[Annotation dataset entries]
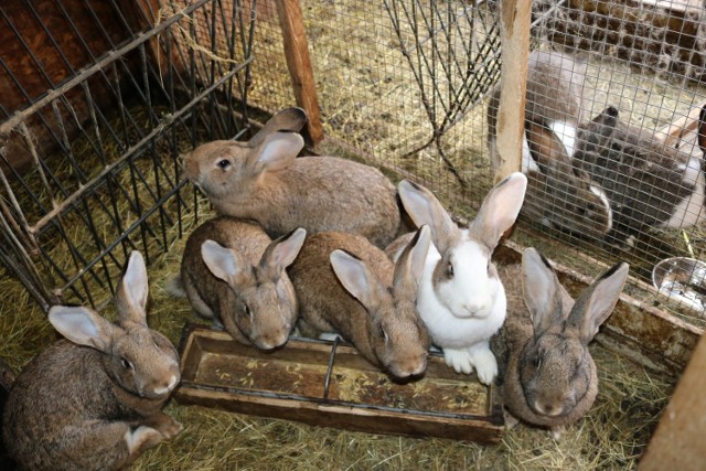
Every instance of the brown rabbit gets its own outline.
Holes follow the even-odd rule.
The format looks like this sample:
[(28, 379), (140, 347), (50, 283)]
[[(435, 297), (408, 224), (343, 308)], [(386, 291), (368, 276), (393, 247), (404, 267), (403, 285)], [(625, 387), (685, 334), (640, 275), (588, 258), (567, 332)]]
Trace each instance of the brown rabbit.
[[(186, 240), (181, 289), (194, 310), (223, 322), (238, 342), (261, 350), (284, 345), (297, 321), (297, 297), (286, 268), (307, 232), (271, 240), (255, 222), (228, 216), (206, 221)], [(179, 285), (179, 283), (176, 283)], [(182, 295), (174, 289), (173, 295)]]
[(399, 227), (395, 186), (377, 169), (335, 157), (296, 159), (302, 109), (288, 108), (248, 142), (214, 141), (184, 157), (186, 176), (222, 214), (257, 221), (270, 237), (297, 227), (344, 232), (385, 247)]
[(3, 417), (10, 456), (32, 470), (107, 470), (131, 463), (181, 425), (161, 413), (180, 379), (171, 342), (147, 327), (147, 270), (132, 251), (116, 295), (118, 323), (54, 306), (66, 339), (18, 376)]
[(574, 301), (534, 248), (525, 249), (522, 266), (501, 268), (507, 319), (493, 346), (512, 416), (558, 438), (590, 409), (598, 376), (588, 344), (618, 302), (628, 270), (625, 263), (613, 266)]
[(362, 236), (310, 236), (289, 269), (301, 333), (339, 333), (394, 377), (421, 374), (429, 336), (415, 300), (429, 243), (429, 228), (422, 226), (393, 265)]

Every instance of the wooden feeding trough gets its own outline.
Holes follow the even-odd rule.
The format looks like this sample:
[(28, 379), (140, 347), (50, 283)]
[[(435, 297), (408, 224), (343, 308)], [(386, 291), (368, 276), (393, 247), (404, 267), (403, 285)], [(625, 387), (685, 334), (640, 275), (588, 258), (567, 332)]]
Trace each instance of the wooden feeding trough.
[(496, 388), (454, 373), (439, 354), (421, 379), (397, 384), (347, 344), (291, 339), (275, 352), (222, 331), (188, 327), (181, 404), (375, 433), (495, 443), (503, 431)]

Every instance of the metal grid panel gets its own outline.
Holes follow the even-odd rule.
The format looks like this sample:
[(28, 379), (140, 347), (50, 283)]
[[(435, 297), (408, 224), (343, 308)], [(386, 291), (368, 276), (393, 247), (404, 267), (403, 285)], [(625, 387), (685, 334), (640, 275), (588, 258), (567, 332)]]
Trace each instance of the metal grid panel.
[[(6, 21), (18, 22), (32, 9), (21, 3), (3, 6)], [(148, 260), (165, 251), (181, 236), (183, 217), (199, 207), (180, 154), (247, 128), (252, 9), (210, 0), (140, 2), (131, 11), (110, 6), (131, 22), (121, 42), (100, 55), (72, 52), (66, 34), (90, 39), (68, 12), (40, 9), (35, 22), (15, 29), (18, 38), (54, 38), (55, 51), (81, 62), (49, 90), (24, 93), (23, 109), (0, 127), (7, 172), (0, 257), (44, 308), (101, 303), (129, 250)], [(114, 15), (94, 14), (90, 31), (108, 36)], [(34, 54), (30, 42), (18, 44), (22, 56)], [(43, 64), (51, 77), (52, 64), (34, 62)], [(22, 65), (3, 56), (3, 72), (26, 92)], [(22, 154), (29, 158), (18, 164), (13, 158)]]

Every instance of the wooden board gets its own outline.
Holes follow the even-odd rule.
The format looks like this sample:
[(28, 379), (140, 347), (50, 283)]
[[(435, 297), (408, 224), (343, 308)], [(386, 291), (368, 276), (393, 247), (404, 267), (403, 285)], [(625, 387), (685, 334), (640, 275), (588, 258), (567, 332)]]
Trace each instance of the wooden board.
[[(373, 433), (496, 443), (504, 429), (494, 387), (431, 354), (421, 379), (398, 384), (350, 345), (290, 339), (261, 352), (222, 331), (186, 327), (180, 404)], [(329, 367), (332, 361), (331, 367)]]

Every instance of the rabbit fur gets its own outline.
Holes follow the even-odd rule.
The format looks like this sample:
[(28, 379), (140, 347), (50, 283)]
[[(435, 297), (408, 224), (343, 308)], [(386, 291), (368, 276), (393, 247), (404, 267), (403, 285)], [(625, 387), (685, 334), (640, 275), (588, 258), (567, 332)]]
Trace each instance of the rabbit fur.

## [DIRECTIONS]
Reproduce the material above word for word, leaving out the pictures.

## [WRITTEN RESPONSE]
Every instance of the brown rabbit gets its own outline.
Holes follow the even-odd rule.
The format looks like this sample:
[(28, 379), (140, 347), (50, 283)]
[[(435, 297), (408, 224), (343, 308)], [(386, 291), (368, 276), (393, 247), (404, 267), (403, 285)], [(625, 387), (685, 334), (640, 275), (588, 258), (567, 332)]]
Trace each instance of the brown rabbit.
[[(186, 240), (181, 289), (194, 310), (223, 322), (238, 342), (261, 350), (284, 345), (297, 321), (297, 297), (286, 268), (307, 232), (271, 240), (255, 222), (228, 216), (206, 221)], [(179, 285), (179, 283), (176, 283)], [(182, 295), (174, 289), (173, 295)]]
[(399, 227), (395, 186), (377, 169), (335, 157), (296, 159), (302, 109), (288, 108), (248, 142), (214, 141), (184, 157), (186, 176), (222, 214), (257, 221), (270, 237), (297, 227), (344, 232), (385, 247)]
[(3, 417), (10, 456), (32, 470), (107, 470), (131, 463), (181, 425), (161, 413), (180, 379), (171, 342), (147, 327), (147, 270), (132, 251), (116, 295), (118, 323), (54, 306), (66, 339), (18, 376)]
[(574, 301), (534, 248), (525, 249), (522, 266), (501, 268), (507, 319), (493, 346), (512, 416), (558, 438), (590, 409), (598, 376), (588, 344), (618, 302), (628, 270), (625, 263), (613, 266)]
[(362, 236), (310, 236), (289, 269), (301, 333), (339, 333), (394, 377), (421, 374), (429, 336), (415, 300), (429, 243), (429, 228), (422, 226), (393, 265)]

Every instance of the wooden feeding trough gets its own outline.
Holes follow the even-odd rule.
The format looks like this sample:
[(28, 379), (140, 347), (50, 283)]
[[(435, 297), (408, 224), (343, 308)], [(386, 291), (368, 276), (393, 247), (404, 267), (403, 285)], [(625, 387), (685, 334), (640, 275), (588, 258), (567, 332)]]
Trace each instance of the wooden feeding trough.
[(496, 388), (454, 373), (439, 354), (421, 379), (397, 384), (347, 344), (291, 339), (275, 352), (222, 331), (188, 327), (181, 404), (375, 433), (495, 443), (503, 431)]

Every instance of the metal grid panel gets its own outline.
Holes follow the even-odd rule.
The format looks like this sample:
[(28, 379), (140, 347), (50, 283)]
[[(435, 297), (408, 224), (343, 308)], [(386, 291), (368, 276), (393, 247), (404, 267), (403, 285)], [(625, 387), (685, 334), (640, 275), (588, 258), (567, 332)]]
Trace each instance of the metal grid panel.
[[(6, 21), (18, 22), (32, 9), (21, 3), (3, 6)], [(148, 260), (165, 251), (181, 236), (183, 217), (199, 207), (180, 154), (247, 128), (252, 9), (210, 0), (140, 2), (131, 11), (110, 6), (131, 22), (121, 42), (100, 55), (72, 52), (66, 34), (90, 39), (68, 12), (40, 9), (35, 22), (15, 29), (18, 38), (54, 38), (55, 51), (81, 62), (49, 90), (24, 93), (23, 109), (0, 127), (7, 172), (0, 257), (44, 308), (101, 303), (129, 250)], [(114, 15), (94, 14), (90, 31), (108, 36)], [(34, 54), (30, 42), (18, 44), (22, 56)], [(43, 64), (51, 77), (52, 64), (34, 62)], [(22, 65), (3, 56), (3, 72), (26, 92)], [(22, 154), (29, 158), (18, 164), (13, 158)]]

Every instance of the wooden board gets its own outline.
Holes follow the even-odd rule.
The format looks like this sample:
[(28, 379), (140, 347), (50, 283)]
[[(435, 297), (408, 224), (343, 308)], [(386, 291), (368, 276), (393, 247), (404, 267), (403, 285)], [(625, 387), (685, 334), (640, 275), (588, 258), (567, 332)]]
Trace each instance of the wooden board.
[[(373, 433), (496, 443), (504, 429), (494, 387), (431, 354), (421, 379), (398, 384), (350, 345), (290, 339), (261, 352), (222, 331), (186, 327), (180, 404)], [(329, 367), (332, 361), (331, 367)]]

Every instance of the rabbit fur gets its own outline.
Holes follow the even-odd rule.
The format looks like this sample:
[(28, 379), (140, 347), (50, 283)]
[[(435, 297), (408, 224), (343, 308)], [(386, 291), (368, 276), (393, 247), (404, 267), (403, 285)], [(625, 387), (685, 334), (640, 275), (588, 258), (567, 332)]]
Trace each instance of the rabbit fur.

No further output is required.